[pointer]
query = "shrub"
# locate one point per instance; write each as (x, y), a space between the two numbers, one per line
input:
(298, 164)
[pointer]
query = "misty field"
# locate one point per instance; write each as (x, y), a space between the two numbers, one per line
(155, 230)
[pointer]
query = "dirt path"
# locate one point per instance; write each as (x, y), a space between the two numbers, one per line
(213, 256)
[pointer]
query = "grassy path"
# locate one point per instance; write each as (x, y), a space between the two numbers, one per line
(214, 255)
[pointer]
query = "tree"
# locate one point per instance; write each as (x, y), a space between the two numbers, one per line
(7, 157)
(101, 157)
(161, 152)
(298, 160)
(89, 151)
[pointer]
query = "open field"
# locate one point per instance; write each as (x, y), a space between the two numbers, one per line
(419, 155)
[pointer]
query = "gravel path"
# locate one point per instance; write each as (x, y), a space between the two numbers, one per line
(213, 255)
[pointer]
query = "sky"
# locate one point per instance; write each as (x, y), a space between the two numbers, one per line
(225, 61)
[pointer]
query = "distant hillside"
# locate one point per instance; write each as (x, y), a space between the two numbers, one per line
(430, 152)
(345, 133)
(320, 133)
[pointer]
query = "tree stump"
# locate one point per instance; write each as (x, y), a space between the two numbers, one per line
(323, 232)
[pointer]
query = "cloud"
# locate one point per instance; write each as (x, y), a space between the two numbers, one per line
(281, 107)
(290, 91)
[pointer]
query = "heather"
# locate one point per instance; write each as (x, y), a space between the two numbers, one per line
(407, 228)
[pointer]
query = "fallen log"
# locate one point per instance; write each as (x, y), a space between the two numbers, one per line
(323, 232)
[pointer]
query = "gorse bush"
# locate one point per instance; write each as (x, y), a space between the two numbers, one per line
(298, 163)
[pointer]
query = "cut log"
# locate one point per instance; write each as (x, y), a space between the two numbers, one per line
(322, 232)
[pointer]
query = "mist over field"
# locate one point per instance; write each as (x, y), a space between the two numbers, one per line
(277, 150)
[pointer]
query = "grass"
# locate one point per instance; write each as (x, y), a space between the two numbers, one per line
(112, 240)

-.-.-

▸ **Your task**: Please reproduce all of the material exactly.

▸ **Solution below**:
[pointer]
query = "shrub"
# locate one point per instance; write each as (x, y), a space between the two numbers, one per line
input:
(298, 164)
[pointer]
query = "misty field"
# locate one point per instance; write each as (x, y), a space between the two numbers, one per line
(155, 230)
[pointer]
query = "dirt path"
# locate one point per instance; write each as (x, y), a space between the two numbers, one per line
(213, 256)
[pointer]
query = "grassy path"
# locate one point per instance; write each as (x, y), a space between the two numbers, one per line
(214, 255)
[pointer]
query = "tree"
# locate one point per instance; write each as (x, y), a space between the two numbers, one per line
(7, 157)
(101, 157)
(161, 152)
(298, 160)
(89, 151)
[pointer]
query = "open field"
# locate one point per instance; write each as (x, y), a space between the two numbers, one per line
(419, 155)
[pointer]
query = "gravel path"
# locate one point per instance; write each as (x, y), a space between the two numbers, one per line
(213, 255)
[pointer]
query = "sky"
# locate one point per instance; write each as (x, y), a space between the two numbers, one per line
(225, 61)
[pointer]
query = "distant hillside"
# locate one point per instance; write each as (x, y), a space between the two numbers, one per line
(430, 152)
(345, 133)
(320, 133)
[pointer]
query = "tree stump"
# locate one point per instance; write each as (x, y), a space between the two numbers, one per line
(323, 232)
[pointer]
query = "cloud"
# locate one point per instance; write each as (x, y), a space between the two numbers, one per line
(281, 107)
(290, 91)
[pointer]
query = "heather"
# locate one point per instance; write each as (x, y), a space between the two numbers, one per line
(407, 228)
[pointer]
query = "fallen log"
# locate one point per instance; write each as (x, y), a space between the two numbers, one per line
(323, 232)
[pointer]
query = "gorse bush"
# locate one point per instance; write each as (x, y), a space between the two numbers, one per line
(298, 163)
[pointer]
query = "cut log"
# locate one point per instance; write each as (x, y), a space between the two numbers, one per line
(322, 232)
[pointer]
query = "mist over field"
# locate one point per instance; write each as (x, y), a space between the two numbers, one per line
(277, 150)
[pointer]
query = "grass"
# locate one point per instance; write each as (x, y), a space between the two numbers, one per line
(112, 240)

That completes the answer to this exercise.